Carrie Gress’ observations are always worthwhile, and in this piece she shows the feminists’ shifting attitude towards motherhood.

The early years were spent convincing everyone that men had better lives outside the home, and that women too ought to join in the fun and get out there. Women, because we aren’t men but are trying to become like them, were given instant victimhood status, which has since justified the killing of 3000 unborn children each day in the United States. “If men don’t have to have babies, we shouldn’t either,” goes the logic.

But then imitating men has been entirely unfulfilling (of course) so the new generation that is dipping its toes into maternal waters has rejected the “patriarchy” but without any solid philosophy to replace it, opting for lives that Gress notes are a mashup of new age spirituality, power-seeking ambitions, angst against societal norms (that have been coopted by the first-wave feminists noted above), and confused riffs about the Blessed Mother. This is an Instagram post in which an up and coming artist named Halsey explains her newest work:

‘This album is a concept album about the joys and horrors of pregnancy and childbirth. It was very important to me that the cover art conveyed the sentiment of my journey over the past few months. The dichotomy of the Madonna and the Whore. The idea that me as a sexual being and my body as a vessel and gift to my child are two concepts that can co-exist peacefully and powerfully. My body has belonged to the world in many different ways the past few years, and this image is my means of reclaiming my autonomy and establishing my pride and strength as a life force for my human being.’

OK. Whatever that means–today. When the stool of actual virtue is kicked out from under the feet of flesh-and-blood women, they dangle precariously by the phantom threads of feelings, hormones, and theory, none of which can explain “the joys and horrors of pregnancy and childbirth.” Compare that to the book of Genesis,

“The man had relations with his wife Eve [the ‘mother of the living’] and she conceived and gave birth to Cain, saying, ‘I have produced a male child with the help of the LORD’” (Gn 4,1).

Referring expression pointing data
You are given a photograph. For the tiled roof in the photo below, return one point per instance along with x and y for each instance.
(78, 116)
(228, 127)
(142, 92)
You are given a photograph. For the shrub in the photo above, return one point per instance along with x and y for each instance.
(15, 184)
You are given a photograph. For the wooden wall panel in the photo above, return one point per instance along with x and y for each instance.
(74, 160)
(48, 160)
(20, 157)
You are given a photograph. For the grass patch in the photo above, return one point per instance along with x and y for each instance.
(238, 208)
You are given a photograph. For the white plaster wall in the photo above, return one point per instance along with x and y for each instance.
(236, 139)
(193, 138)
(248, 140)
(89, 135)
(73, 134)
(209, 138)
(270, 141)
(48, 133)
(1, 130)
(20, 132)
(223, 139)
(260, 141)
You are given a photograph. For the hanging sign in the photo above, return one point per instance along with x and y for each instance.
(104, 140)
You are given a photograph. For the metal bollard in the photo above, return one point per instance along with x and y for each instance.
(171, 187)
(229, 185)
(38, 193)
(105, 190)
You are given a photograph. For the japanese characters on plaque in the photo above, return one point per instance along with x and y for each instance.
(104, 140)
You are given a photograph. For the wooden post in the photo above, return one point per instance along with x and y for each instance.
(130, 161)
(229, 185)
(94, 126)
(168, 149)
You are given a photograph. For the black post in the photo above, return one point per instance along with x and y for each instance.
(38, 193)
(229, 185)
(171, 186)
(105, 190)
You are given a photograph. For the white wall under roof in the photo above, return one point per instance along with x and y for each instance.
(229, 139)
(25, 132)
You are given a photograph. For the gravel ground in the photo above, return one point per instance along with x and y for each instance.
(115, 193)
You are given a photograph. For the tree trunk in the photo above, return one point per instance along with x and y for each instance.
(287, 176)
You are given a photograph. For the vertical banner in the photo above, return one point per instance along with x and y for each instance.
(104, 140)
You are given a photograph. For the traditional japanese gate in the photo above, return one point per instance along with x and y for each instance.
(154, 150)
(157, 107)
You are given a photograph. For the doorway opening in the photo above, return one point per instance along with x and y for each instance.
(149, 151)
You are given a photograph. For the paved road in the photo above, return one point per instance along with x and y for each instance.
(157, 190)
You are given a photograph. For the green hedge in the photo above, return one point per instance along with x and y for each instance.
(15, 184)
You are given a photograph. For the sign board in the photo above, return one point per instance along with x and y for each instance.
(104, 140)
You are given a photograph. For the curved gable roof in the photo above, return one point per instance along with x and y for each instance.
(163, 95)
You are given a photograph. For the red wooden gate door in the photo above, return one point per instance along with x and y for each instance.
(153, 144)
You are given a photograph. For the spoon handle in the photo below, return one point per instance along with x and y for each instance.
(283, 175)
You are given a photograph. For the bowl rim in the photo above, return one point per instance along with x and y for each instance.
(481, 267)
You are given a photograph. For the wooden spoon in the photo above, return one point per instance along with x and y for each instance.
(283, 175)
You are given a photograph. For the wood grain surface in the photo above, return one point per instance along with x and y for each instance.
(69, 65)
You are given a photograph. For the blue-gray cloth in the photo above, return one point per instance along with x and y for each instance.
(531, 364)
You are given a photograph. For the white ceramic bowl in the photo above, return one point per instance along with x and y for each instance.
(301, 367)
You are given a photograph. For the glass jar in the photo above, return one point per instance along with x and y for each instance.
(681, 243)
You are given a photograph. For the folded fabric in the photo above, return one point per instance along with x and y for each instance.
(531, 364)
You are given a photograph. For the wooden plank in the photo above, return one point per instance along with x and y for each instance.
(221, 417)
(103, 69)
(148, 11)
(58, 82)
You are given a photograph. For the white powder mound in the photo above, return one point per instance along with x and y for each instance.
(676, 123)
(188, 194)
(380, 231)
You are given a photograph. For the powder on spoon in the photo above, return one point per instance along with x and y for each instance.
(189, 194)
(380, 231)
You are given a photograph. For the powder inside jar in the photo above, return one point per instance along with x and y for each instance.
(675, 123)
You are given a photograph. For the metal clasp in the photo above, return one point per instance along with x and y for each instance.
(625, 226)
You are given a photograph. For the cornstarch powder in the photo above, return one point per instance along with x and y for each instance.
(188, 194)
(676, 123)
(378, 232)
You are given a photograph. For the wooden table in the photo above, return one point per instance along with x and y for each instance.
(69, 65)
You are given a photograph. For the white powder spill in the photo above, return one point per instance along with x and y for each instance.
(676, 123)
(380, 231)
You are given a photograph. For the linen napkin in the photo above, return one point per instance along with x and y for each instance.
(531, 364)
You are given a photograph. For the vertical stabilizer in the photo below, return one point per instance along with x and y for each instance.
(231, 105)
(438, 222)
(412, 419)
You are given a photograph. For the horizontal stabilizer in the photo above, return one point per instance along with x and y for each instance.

Complete the following
1 - In the piece on feminism and motherhood, what does Halsey say her album is about?
2 - Resume the piece on feminism and motherhood right after its closing quotation from Genesis.

Expected responses
1 - It is a concept album about the joys and horrors of pregnancy and childbirth.

2 -
Wow, pretty straightforward, and then the parents and their children are called to give thanks to God and worship Him as long as they live. And then their children are called to do likewise:

God created mankind in his image; in the image of God he created them; male and female he created them. God blessed them and God said to them: Be fertile and multiply; fill the earth and subdue it’” (Gn, 1:27-28a).

It cannot go without comment that an attack on patriarchy is an attack on the fatherhood of God, which is blasphemy. Moreover, Men Behaving Badly is NOT patriarchy, but also blasphemy, being an abuse of their strength and fatherly gifts. The patient work of women is to reintroduce proper understanding of both motherhood and fatherhood–which are not without their “joys and horrors.” Admitting that is essential to fruitful dialogue, and progress in mutual understanding will only accrue when the joys and horrors are sifted to find, first, the essence of each and, second, the corruption of the essence.

Honest love for this new generation is a prerequisite, and assessing our own struggles will plumb the wisdom therein.